▸ **EXERCISE DIRECTIONS**: Everything from the line with "beans in the photo above." through the last line of the records below should be copied exactly, both ends included.

▸ **RECORDS PROVIDED**:

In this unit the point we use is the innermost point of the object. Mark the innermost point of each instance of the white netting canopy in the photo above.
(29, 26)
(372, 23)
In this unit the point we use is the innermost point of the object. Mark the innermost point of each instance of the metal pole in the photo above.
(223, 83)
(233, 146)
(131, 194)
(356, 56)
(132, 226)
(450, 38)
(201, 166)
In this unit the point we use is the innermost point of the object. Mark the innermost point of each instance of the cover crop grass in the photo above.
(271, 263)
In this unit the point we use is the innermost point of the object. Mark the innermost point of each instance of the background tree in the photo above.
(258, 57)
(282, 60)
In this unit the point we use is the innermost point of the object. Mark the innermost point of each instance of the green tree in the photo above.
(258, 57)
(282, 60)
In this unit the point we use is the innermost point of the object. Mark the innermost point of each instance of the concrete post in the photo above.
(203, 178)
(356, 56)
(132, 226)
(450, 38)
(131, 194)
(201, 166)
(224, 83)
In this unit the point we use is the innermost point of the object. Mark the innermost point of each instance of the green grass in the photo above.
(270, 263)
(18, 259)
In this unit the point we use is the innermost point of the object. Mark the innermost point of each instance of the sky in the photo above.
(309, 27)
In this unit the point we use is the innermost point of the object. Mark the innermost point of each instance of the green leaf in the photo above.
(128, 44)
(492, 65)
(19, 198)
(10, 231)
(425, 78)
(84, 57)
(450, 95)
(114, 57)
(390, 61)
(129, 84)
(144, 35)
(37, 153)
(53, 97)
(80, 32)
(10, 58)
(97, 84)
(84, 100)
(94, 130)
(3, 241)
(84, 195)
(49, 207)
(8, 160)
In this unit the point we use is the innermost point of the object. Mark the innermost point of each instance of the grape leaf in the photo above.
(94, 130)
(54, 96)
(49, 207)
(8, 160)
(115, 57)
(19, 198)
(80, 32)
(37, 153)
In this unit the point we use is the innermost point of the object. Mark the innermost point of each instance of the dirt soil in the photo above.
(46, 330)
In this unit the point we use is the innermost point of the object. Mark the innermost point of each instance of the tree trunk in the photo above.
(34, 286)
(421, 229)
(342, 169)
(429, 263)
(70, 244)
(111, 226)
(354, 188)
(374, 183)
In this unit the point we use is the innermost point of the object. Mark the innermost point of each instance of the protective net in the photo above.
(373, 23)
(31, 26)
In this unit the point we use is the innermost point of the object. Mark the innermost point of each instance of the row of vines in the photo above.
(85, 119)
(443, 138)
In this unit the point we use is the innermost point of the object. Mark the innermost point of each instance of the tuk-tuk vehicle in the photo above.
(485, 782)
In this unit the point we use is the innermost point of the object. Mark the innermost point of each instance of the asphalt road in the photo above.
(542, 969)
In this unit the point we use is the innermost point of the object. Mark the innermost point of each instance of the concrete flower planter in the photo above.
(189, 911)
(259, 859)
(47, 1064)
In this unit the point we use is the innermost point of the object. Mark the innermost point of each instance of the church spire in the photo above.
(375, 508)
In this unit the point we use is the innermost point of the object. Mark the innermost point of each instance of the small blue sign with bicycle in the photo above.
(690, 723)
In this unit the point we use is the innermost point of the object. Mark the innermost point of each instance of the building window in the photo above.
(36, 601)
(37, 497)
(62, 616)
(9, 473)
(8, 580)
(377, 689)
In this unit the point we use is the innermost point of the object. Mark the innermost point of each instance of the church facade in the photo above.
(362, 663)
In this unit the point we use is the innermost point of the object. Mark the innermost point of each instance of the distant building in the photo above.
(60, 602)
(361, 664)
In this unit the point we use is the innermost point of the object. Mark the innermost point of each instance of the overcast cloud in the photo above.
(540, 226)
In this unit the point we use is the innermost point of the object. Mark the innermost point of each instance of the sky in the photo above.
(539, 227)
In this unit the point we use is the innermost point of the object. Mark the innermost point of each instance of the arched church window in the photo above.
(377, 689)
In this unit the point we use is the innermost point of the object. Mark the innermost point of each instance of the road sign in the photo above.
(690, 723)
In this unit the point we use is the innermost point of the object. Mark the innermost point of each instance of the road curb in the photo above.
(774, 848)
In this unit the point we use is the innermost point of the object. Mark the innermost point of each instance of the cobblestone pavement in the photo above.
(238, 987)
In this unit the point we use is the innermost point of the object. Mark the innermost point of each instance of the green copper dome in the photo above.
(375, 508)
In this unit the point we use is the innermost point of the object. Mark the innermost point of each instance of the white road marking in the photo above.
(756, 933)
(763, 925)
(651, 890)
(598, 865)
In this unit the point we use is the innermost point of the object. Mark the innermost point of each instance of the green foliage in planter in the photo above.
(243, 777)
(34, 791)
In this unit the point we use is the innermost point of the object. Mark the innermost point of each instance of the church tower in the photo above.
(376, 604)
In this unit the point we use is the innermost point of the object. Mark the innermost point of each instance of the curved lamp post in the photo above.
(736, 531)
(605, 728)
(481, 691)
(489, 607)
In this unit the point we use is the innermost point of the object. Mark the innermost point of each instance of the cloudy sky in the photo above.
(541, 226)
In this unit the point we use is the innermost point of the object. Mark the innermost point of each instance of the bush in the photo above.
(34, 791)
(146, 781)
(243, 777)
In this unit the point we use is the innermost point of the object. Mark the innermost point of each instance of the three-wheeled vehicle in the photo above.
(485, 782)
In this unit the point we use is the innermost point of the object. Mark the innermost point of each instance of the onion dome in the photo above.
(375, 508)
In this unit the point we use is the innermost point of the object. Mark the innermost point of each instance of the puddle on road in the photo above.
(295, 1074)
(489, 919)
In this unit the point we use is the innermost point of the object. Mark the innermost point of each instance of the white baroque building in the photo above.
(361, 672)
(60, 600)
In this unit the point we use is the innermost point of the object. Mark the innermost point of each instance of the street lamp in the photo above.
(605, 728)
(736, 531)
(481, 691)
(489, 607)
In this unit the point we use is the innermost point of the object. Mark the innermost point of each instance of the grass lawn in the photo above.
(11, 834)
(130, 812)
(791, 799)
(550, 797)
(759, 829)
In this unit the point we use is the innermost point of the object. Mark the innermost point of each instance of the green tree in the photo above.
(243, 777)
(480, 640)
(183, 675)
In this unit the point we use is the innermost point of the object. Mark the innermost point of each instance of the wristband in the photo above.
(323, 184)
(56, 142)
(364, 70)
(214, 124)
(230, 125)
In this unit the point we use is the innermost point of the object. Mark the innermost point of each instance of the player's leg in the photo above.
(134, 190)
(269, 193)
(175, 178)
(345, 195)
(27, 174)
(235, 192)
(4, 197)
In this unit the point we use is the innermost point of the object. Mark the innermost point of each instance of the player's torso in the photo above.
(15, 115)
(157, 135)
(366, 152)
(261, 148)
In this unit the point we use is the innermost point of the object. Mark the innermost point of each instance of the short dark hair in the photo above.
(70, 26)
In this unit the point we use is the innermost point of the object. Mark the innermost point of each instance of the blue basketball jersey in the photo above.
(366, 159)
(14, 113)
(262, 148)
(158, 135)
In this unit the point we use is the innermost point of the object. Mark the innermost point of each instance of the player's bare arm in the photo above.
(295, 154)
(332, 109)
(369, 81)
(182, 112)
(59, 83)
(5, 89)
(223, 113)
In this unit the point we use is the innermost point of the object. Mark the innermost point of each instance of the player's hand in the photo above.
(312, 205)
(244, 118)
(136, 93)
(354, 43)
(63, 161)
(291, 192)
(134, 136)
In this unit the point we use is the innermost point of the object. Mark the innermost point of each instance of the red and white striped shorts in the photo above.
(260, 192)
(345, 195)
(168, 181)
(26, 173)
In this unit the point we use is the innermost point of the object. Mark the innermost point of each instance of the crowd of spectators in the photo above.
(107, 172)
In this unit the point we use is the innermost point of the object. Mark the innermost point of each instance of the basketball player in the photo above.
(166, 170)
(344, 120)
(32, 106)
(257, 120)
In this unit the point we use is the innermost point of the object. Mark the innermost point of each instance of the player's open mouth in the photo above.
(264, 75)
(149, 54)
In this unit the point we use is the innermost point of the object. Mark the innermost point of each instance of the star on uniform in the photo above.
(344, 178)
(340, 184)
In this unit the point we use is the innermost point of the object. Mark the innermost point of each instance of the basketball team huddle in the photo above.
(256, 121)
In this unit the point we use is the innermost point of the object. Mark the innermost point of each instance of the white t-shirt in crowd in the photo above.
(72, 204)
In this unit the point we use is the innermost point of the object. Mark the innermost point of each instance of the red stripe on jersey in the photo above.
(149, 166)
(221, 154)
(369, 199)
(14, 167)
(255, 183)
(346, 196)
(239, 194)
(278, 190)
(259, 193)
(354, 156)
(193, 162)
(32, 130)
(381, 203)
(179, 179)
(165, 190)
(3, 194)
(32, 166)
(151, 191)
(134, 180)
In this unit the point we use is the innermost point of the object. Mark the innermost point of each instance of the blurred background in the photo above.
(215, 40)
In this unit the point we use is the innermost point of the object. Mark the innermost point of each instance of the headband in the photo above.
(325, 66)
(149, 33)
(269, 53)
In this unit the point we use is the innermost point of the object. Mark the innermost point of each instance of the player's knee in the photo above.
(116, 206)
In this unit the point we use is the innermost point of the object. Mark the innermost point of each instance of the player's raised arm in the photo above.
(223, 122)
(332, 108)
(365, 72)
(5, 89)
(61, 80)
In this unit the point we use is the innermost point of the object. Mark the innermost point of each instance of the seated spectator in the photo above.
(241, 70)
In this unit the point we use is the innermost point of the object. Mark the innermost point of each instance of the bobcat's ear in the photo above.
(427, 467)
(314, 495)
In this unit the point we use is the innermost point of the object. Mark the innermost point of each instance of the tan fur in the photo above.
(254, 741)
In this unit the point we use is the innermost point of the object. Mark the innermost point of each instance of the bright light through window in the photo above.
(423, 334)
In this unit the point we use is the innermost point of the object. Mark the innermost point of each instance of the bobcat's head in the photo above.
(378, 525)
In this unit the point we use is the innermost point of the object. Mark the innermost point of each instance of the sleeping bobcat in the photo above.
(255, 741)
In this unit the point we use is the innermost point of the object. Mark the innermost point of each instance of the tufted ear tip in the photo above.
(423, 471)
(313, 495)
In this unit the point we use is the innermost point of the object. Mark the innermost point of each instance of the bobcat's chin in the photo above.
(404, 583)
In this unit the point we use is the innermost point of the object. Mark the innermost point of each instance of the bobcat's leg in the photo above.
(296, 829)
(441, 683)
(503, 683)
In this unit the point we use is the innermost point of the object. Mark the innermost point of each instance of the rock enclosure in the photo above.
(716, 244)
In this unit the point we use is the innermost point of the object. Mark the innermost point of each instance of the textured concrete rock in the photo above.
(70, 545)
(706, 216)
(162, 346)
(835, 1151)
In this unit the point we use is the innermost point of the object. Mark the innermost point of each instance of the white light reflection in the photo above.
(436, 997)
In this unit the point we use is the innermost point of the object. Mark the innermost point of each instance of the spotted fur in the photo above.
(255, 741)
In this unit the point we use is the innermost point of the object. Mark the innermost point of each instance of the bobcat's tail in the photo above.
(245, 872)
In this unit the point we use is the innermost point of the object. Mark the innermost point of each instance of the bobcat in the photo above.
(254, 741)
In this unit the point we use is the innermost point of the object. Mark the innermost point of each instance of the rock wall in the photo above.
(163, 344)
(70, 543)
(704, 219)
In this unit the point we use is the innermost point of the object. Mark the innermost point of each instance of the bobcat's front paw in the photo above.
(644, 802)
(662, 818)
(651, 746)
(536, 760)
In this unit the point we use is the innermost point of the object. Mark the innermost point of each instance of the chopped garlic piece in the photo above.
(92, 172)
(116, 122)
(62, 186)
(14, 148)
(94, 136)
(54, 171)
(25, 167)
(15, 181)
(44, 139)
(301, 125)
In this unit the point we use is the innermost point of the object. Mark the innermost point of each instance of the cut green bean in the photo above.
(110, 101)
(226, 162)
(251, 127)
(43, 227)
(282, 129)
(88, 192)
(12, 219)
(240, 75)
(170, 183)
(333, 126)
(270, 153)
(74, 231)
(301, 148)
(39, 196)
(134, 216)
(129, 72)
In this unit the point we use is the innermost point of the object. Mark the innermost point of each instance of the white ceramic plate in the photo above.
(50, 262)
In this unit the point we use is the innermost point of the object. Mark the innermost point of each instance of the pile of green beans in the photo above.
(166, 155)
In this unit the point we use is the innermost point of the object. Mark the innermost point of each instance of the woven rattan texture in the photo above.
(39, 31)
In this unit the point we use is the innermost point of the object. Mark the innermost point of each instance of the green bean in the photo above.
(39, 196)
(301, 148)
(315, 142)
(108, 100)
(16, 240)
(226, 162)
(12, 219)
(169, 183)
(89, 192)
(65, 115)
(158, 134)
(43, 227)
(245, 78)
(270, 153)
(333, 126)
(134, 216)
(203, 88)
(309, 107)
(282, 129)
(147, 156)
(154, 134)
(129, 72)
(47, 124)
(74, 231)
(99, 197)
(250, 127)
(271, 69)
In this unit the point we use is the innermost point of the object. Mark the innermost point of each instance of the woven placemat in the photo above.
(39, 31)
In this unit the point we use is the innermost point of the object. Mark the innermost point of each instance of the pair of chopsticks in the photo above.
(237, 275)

▸ **WORKED SOLUTION**:
In this unit the point we use is the innermost point of the object. Mark the innermost point of each instance of the pile of green beans in the photo above.
(166, 155)
In this unit the point we use is the innermost point of the object. Mark the innermost point of each instance of the woven rattan texture in the photo above.
(39, 31)
In this unit the point we use is the innermost point of the object. Mark the innermost point of each instance of the green bean in the photo above.
(39, 196)
(301, 148)
(315, 142)
(108, 100)
(16, 240)
(226, 162)
(12, 219)
(169, 183)
(89, 192)
(65, 115)
(158, 134)
(43, 227)
(245, 78)
(270, 153)
(333, 126)
(134, 216)
(203, 88)
(309, 107)
(282, 129)
(147, 156)
(154, 134)
(129, 72)
(47, 124)
(74, 231)
(99, 197)
(250, 127)
(271, 69)
In this unit the point we use is the innermost point of the object. Mark the innermost point of each instance of the woven placemat in the photo above.
(39, 31)
In this unit the point we use is the innermost point of the object. Mark the innermost point of each instance of the pair of chopsticks in the photo above.
(237, 275)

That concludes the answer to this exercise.